Count how many lines in the records below contain the string "dirt". Reply with only that number.

[Coordinate annotation records]
..............................

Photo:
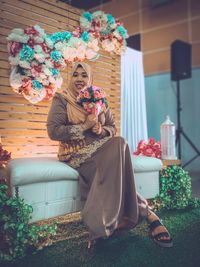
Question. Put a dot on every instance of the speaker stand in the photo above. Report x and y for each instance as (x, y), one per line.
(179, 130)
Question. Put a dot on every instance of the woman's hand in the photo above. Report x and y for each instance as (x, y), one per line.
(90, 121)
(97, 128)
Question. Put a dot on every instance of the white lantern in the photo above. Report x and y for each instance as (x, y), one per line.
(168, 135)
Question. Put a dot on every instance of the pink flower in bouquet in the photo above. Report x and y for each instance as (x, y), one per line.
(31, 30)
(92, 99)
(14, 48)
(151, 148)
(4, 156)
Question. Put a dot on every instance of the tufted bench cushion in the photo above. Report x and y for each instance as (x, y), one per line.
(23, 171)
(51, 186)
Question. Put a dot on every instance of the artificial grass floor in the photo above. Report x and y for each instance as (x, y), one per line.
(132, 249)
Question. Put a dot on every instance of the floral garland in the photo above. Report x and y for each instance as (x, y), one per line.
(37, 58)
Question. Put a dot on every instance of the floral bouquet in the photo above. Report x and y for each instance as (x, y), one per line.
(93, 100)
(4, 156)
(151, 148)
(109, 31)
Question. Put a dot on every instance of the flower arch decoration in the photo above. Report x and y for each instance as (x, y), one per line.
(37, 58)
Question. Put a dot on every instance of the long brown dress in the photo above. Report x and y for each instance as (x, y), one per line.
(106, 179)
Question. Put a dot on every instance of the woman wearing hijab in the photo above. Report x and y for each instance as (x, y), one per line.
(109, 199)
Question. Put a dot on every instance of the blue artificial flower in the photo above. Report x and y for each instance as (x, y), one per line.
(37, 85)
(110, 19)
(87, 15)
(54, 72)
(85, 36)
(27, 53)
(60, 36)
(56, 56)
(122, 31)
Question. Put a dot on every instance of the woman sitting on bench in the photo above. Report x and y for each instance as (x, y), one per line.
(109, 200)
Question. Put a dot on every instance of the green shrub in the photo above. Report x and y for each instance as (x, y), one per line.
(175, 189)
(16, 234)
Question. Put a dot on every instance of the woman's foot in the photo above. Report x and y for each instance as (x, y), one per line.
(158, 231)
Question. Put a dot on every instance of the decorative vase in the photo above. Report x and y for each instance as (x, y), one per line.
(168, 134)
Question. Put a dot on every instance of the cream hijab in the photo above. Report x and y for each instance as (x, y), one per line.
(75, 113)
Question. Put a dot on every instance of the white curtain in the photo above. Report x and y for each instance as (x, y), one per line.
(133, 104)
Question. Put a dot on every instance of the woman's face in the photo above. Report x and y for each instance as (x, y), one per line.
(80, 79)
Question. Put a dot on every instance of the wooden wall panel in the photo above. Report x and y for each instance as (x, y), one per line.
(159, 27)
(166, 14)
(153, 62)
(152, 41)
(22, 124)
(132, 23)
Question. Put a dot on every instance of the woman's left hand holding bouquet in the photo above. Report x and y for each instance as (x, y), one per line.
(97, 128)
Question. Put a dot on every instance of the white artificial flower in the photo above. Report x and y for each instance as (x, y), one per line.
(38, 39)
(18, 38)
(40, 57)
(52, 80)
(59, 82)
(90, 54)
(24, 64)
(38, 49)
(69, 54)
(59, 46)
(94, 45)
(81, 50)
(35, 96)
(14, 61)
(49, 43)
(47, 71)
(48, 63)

..............................

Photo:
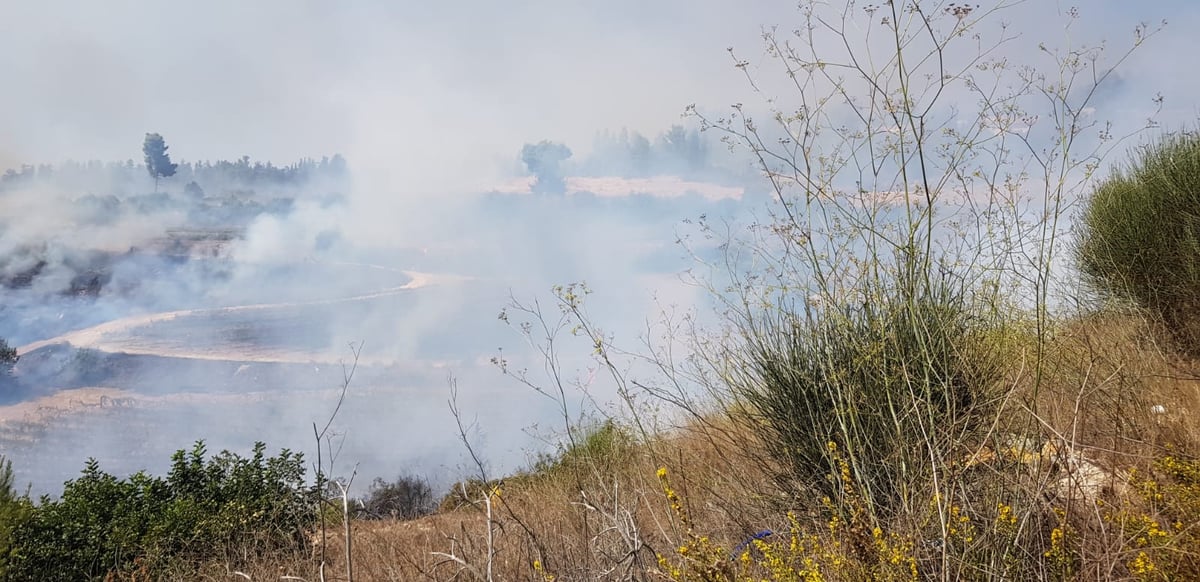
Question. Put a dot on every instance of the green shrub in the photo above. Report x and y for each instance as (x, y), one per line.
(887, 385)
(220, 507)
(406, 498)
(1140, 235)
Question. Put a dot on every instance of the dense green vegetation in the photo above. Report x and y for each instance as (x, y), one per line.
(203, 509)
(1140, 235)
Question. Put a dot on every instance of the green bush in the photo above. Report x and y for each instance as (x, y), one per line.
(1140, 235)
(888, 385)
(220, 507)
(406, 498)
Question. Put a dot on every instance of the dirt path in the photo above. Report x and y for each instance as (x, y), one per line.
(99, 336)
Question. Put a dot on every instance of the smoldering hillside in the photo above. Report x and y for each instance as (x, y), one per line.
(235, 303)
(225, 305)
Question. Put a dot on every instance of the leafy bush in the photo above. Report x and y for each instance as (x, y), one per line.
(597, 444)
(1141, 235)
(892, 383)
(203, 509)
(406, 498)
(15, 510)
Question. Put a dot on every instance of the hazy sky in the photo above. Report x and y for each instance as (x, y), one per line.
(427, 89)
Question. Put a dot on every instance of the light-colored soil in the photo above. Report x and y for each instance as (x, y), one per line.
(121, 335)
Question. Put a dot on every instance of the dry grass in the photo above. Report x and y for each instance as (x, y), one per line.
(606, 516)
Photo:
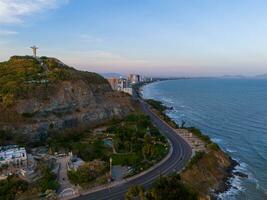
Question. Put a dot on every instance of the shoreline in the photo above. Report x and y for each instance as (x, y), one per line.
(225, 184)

..............................

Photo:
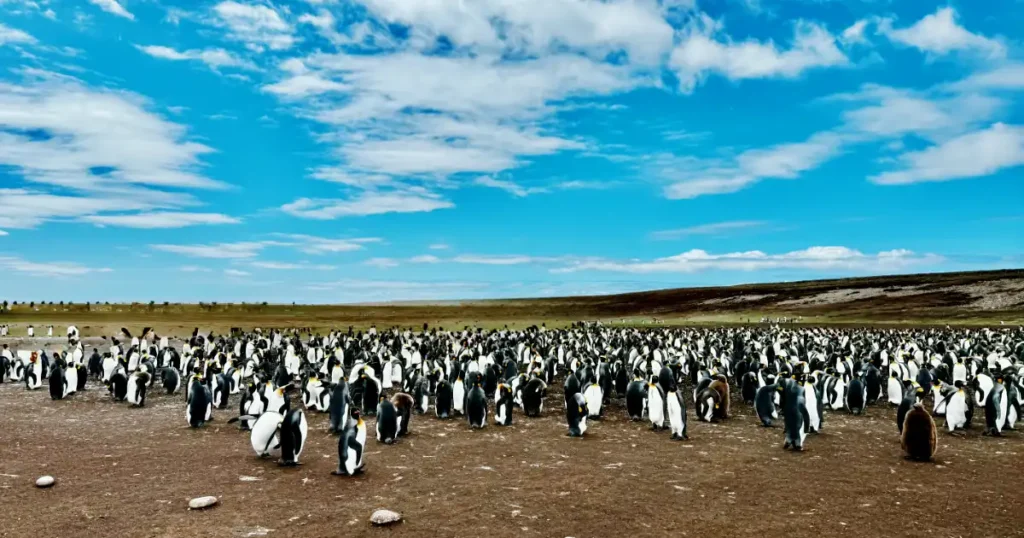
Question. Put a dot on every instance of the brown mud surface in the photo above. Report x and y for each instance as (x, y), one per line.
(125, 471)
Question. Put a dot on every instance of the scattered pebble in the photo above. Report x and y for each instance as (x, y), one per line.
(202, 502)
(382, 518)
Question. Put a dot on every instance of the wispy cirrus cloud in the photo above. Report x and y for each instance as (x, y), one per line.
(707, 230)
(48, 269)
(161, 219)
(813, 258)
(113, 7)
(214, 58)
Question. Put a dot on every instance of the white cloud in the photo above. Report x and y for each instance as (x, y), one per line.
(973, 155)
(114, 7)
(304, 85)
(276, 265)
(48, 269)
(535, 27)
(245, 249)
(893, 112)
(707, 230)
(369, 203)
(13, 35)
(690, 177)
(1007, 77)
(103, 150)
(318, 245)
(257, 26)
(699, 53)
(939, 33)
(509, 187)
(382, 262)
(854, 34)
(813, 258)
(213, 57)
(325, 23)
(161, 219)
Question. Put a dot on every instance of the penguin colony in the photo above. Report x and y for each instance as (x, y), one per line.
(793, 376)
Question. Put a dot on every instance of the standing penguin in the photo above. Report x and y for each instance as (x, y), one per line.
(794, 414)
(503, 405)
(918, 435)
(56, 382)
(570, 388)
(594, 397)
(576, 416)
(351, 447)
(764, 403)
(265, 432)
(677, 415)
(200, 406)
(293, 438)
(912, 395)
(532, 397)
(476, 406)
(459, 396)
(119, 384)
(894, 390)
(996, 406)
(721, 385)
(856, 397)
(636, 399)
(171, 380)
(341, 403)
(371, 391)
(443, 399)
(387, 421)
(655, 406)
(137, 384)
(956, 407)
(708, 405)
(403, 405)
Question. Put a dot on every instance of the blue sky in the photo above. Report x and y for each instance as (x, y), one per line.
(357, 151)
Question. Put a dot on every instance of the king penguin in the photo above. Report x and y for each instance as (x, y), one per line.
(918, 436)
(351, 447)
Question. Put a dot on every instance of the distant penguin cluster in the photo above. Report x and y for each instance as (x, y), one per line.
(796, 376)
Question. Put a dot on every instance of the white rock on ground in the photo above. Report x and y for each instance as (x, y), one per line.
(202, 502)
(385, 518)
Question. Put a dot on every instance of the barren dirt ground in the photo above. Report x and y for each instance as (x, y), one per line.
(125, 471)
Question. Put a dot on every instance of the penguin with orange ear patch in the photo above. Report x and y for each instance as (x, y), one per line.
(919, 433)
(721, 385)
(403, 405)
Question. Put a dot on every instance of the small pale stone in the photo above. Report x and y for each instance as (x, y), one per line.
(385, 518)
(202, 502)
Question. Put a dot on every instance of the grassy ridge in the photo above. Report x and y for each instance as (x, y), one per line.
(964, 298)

..............................

_Solution below_.
2